What you need to do: Look through the records and copy each line that has "rocky" in it.

---------- Listed entries

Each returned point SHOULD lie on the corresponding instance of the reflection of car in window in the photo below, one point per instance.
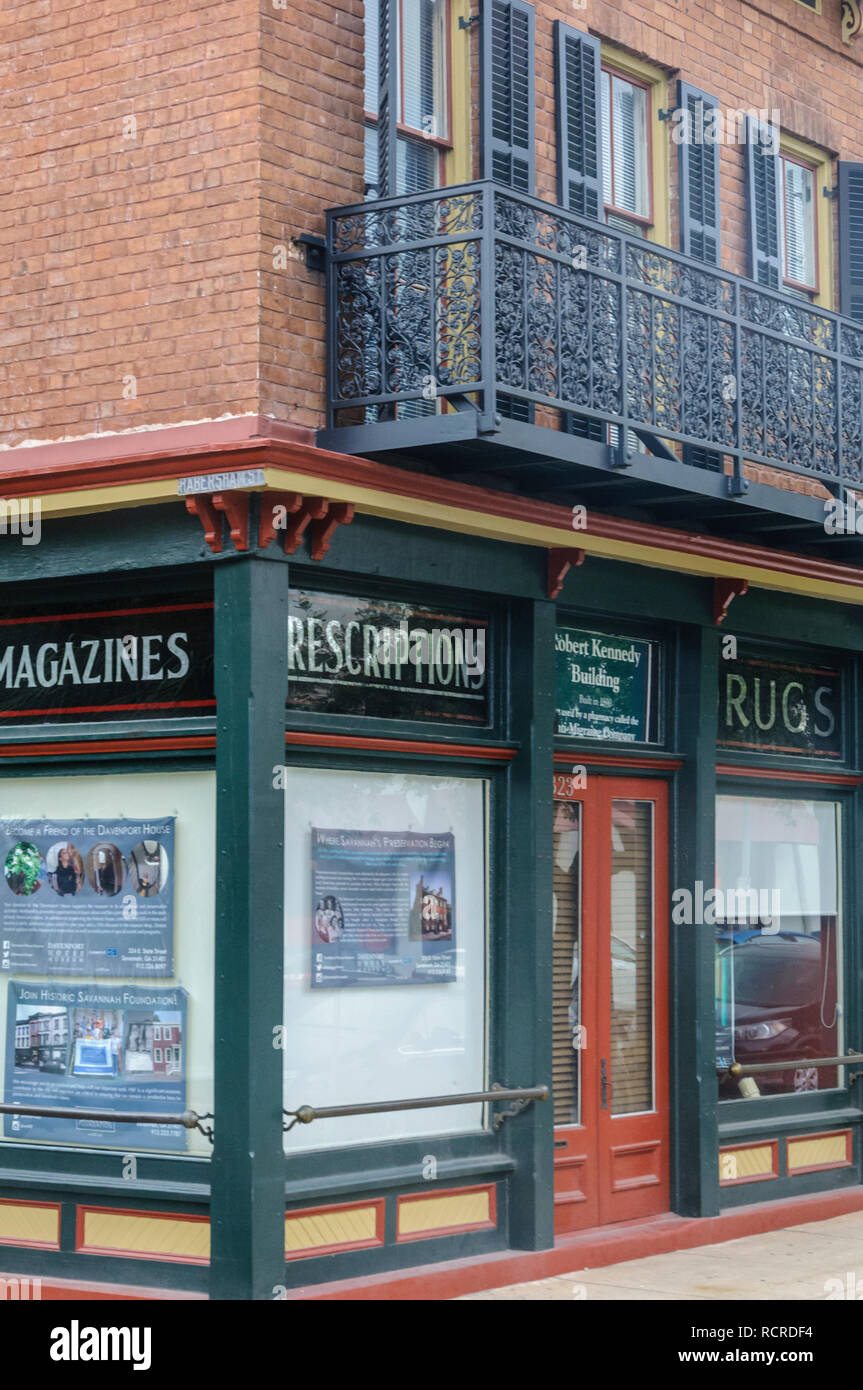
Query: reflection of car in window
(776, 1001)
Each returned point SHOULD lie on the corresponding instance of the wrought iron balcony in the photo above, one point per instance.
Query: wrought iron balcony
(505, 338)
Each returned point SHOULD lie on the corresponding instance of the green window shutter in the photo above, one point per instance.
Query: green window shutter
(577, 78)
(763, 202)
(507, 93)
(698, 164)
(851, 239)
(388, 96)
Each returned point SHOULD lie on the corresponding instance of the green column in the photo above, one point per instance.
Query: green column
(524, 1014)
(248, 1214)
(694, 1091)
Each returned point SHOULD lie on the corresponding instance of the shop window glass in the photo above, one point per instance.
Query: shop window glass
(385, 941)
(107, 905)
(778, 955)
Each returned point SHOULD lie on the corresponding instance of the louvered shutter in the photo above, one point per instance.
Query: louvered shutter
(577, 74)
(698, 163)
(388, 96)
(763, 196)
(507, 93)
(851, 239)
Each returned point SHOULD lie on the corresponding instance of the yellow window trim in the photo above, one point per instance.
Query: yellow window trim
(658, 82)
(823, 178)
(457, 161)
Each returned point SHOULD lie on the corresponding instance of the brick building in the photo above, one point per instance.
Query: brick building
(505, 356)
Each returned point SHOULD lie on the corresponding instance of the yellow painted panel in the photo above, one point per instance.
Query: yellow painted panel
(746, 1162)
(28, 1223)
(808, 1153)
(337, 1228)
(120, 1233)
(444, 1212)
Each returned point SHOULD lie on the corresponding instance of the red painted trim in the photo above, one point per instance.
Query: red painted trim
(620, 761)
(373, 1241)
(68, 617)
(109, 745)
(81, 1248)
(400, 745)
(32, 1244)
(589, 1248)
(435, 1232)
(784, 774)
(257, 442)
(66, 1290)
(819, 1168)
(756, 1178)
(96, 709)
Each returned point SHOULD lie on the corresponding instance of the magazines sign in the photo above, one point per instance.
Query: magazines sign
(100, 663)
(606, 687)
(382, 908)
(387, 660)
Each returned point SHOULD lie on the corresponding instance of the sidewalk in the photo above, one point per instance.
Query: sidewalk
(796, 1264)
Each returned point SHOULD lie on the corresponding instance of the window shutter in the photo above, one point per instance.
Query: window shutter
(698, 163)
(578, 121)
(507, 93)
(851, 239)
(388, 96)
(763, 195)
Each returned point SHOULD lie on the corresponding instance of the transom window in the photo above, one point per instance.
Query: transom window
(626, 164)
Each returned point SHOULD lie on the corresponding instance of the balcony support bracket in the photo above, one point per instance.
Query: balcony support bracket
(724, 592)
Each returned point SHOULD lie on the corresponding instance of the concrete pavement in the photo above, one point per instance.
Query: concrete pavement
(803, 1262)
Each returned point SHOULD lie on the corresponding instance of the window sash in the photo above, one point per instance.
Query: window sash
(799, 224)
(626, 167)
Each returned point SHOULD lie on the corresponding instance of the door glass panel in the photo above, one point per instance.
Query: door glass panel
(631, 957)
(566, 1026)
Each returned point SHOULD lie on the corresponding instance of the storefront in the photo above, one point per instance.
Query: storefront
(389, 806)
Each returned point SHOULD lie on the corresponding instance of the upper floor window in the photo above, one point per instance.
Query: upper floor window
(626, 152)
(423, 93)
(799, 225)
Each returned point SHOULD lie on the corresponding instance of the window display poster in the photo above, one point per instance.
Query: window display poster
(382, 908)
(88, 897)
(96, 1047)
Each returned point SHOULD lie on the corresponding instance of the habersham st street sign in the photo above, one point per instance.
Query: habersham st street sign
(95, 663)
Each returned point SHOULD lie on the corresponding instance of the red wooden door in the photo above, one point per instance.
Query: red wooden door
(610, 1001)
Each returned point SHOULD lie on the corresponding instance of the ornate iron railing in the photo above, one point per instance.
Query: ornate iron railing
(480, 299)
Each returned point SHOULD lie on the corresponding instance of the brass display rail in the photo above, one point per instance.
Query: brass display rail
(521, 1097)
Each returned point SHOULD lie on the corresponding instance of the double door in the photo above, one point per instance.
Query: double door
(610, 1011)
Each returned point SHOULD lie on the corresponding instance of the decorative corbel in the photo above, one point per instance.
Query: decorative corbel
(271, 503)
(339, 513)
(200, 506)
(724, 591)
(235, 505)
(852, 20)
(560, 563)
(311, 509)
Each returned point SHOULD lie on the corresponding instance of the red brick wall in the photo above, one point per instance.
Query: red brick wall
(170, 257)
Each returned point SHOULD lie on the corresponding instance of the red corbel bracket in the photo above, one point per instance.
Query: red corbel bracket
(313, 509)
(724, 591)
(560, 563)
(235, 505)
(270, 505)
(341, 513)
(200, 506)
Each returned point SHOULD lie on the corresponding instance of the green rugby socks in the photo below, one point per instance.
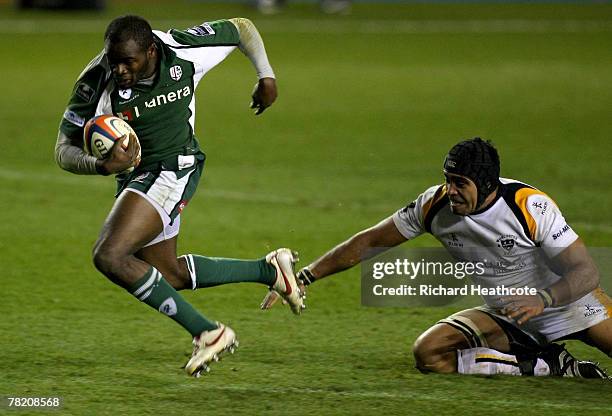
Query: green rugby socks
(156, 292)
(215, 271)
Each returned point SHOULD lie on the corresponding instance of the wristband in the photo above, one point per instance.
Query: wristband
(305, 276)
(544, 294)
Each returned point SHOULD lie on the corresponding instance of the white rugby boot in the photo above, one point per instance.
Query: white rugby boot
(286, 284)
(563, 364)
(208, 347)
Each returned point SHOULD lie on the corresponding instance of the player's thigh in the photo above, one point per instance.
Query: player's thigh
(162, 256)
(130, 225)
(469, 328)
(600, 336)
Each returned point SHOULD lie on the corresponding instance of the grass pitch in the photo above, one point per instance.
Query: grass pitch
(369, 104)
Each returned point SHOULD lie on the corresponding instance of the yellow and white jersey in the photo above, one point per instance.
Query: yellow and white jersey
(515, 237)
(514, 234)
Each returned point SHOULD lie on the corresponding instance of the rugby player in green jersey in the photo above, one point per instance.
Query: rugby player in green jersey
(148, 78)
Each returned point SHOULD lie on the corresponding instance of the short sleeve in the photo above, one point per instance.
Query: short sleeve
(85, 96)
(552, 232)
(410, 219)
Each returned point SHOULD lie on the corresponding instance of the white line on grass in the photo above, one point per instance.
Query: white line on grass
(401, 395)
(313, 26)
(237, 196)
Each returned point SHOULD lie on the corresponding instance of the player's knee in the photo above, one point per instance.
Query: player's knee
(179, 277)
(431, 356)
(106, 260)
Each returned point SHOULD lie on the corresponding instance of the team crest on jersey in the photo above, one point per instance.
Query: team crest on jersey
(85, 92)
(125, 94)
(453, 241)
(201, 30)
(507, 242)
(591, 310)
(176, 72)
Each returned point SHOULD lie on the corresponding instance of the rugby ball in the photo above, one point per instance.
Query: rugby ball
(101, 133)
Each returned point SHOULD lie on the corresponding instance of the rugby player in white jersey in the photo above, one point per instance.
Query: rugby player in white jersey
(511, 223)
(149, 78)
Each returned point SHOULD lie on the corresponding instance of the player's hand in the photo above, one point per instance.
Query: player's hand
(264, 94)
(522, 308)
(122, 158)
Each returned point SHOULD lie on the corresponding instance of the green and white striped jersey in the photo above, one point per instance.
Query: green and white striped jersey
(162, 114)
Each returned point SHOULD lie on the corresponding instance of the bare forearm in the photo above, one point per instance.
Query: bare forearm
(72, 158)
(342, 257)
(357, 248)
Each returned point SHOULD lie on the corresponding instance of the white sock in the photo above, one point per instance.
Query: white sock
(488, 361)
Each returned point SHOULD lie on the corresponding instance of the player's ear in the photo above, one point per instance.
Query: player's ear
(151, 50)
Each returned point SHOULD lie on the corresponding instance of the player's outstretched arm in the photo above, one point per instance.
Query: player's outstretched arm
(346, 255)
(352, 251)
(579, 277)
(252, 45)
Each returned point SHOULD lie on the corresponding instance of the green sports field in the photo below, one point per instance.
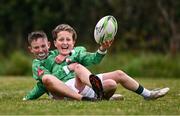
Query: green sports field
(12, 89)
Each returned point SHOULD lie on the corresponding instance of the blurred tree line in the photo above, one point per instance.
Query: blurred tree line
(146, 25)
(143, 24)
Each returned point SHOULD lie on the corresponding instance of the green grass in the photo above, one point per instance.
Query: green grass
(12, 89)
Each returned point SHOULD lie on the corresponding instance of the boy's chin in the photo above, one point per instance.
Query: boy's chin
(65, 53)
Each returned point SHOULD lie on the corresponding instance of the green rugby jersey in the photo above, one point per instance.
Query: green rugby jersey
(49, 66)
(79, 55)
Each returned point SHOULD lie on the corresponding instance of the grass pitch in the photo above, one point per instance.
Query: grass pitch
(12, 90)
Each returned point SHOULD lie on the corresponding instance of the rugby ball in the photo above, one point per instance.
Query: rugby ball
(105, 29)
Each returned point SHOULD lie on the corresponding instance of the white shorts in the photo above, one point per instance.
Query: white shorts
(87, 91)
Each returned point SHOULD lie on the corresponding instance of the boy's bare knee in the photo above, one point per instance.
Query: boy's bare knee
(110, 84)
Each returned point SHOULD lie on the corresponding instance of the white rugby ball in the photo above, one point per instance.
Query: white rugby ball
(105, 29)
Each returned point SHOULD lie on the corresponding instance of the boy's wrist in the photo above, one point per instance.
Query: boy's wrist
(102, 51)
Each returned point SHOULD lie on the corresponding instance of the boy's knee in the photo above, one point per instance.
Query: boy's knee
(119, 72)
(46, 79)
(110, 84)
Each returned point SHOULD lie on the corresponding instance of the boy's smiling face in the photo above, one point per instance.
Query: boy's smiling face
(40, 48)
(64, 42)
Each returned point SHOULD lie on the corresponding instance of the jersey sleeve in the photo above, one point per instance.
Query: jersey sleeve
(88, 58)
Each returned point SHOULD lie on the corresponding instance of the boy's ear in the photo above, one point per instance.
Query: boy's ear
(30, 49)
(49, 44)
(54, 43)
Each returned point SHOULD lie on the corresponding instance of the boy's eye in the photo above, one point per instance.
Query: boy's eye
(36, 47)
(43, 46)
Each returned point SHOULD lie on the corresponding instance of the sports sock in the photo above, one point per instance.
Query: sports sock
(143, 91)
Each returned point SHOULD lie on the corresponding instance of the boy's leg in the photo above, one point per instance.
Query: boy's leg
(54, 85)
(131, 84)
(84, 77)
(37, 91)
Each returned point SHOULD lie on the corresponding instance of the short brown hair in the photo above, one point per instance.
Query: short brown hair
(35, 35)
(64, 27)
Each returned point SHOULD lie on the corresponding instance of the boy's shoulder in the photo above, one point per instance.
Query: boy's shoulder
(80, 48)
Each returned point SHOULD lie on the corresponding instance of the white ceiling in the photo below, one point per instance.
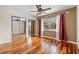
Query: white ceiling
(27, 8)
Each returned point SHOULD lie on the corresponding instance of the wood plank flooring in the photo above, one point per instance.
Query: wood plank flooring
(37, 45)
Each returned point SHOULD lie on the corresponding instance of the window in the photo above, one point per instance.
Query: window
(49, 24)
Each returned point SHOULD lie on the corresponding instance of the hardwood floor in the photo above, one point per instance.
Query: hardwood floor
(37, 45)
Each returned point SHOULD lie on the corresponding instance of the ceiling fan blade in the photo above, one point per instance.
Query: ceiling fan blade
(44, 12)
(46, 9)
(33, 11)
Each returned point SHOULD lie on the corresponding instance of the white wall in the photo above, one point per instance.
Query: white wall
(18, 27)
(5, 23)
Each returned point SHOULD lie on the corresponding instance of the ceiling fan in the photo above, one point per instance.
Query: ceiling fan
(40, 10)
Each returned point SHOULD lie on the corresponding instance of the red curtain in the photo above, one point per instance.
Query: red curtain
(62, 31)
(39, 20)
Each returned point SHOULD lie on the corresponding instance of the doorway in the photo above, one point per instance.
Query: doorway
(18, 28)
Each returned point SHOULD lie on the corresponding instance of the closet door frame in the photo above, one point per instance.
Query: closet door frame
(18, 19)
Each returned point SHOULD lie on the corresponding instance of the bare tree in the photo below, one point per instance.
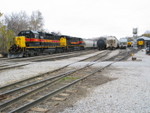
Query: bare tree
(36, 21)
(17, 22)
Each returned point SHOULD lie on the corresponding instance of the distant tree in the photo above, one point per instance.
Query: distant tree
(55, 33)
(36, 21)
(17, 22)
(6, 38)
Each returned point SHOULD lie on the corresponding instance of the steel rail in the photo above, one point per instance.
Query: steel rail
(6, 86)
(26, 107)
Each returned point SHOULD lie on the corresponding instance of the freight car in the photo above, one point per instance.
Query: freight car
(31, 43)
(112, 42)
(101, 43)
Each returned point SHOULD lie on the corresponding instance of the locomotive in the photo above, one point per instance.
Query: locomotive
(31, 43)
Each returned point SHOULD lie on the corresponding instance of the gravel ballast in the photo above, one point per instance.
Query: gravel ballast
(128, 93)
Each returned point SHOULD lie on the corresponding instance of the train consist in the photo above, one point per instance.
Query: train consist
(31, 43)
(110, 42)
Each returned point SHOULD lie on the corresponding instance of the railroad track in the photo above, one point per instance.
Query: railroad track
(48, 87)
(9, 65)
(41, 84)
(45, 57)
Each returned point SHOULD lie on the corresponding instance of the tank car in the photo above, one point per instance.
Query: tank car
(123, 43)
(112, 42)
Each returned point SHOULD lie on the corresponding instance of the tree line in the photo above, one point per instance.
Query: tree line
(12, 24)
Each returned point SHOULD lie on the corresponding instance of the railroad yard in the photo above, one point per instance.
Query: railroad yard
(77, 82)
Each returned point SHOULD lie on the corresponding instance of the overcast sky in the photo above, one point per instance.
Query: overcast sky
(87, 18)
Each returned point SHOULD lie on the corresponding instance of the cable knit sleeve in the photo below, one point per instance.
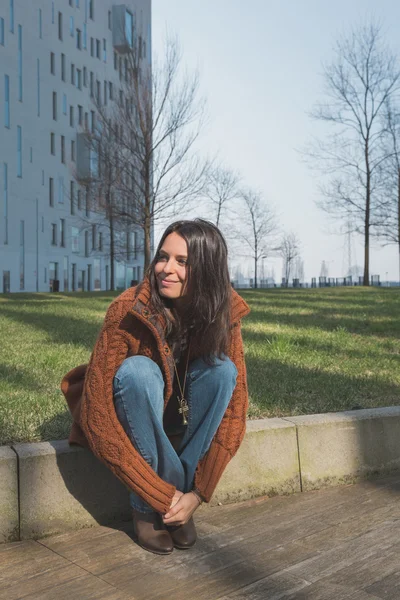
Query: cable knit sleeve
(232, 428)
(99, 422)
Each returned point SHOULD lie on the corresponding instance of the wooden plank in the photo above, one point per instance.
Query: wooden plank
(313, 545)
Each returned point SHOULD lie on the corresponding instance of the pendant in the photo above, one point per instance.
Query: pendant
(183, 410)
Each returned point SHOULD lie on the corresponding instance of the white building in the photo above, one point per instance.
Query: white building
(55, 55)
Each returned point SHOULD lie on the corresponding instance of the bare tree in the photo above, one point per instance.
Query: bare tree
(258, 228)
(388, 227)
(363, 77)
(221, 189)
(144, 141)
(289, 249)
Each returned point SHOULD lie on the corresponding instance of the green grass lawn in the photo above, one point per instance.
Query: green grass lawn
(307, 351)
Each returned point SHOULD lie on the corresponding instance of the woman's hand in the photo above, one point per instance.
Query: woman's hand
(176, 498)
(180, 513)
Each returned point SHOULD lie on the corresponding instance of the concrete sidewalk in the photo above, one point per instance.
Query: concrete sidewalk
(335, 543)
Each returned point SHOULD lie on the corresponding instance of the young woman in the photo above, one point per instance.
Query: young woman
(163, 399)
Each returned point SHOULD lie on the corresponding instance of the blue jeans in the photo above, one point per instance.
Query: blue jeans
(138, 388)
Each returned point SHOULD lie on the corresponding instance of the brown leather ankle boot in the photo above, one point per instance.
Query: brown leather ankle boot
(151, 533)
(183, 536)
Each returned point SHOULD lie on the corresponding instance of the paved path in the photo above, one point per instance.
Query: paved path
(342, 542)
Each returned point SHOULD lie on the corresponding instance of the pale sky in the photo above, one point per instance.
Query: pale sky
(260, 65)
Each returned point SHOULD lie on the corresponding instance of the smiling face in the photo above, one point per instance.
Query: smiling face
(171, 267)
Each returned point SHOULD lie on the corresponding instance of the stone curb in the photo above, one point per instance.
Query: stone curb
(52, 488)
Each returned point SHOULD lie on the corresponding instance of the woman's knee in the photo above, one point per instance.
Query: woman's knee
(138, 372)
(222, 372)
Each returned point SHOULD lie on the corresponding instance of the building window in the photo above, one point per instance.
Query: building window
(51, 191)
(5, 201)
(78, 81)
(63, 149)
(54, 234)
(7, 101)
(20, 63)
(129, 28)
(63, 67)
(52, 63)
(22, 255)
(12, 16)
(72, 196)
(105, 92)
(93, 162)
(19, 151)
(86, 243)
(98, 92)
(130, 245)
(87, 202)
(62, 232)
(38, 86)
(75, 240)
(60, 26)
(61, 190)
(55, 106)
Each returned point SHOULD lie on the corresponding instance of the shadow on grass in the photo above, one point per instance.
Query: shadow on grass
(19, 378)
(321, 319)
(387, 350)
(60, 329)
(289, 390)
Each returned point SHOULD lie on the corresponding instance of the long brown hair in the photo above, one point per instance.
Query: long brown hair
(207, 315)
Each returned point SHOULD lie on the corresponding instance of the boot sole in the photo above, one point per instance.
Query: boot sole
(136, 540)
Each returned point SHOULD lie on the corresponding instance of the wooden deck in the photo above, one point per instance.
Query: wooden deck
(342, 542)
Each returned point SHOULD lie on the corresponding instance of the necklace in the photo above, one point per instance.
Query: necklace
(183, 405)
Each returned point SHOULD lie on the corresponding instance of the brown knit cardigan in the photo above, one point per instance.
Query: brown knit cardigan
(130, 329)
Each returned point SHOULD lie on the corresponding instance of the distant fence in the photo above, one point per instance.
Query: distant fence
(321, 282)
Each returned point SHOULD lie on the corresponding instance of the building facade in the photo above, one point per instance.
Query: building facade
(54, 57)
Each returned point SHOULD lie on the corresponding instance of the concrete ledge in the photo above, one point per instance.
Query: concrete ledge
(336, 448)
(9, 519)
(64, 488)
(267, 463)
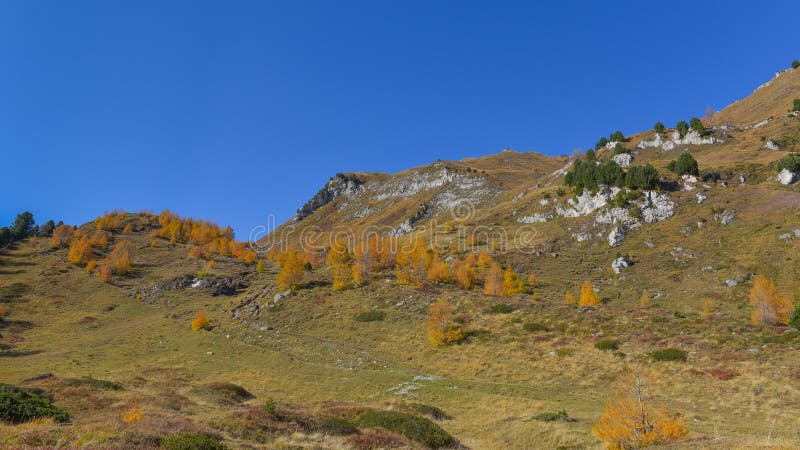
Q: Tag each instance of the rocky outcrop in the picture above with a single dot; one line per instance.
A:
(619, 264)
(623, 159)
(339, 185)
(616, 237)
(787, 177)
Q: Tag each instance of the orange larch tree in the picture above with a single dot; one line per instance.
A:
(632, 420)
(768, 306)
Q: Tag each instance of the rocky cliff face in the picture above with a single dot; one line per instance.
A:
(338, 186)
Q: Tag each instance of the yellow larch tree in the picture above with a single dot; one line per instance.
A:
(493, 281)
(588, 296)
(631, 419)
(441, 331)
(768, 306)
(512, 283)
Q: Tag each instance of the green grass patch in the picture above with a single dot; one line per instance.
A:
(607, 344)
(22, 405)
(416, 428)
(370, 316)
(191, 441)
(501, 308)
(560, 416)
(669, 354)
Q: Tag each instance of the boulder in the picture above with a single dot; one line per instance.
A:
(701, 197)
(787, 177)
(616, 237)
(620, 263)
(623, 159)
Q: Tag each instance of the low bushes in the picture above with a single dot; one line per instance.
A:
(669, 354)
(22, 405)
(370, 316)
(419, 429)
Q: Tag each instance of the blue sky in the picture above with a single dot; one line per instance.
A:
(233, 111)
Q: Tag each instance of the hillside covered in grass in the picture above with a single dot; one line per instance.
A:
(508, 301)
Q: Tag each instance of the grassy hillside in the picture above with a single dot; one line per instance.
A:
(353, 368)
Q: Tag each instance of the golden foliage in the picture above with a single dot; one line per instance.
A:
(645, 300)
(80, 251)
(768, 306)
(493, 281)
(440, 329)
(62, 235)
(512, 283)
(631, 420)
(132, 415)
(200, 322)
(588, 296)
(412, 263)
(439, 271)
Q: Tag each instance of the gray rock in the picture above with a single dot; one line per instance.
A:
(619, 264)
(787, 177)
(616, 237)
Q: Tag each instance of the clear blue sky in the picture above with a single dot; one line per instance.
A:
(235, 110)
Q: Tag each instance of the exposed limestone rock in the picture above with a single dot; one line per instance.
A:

--------------------

Exercise response:
Q: Tag each instance of the rocky outcrop in the picture above with a single dot; one line per instance.
Q: Tag each instance of the rocky cliff face in the picture above with a single dot; one line per instance.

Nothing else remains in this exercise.